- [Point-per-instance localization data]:
--------------------------------

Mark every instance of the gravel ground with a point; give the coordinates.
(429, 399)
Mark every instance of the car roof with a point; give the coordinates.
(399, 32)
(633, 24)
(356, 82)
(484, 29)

--------------------------------

- [WHAT THIS TASK INVOLVES]:
An unaltered transcription of all the data above is needed.

- [ANSWER AREA]:
Mark every instance of the gravel ground with a point; give the coordinates.
(429, 399)
Mark every instance of the car roof with a point; give the coordinates.
(399, 32)
(633, 24)
(356, 82)
(484, 29)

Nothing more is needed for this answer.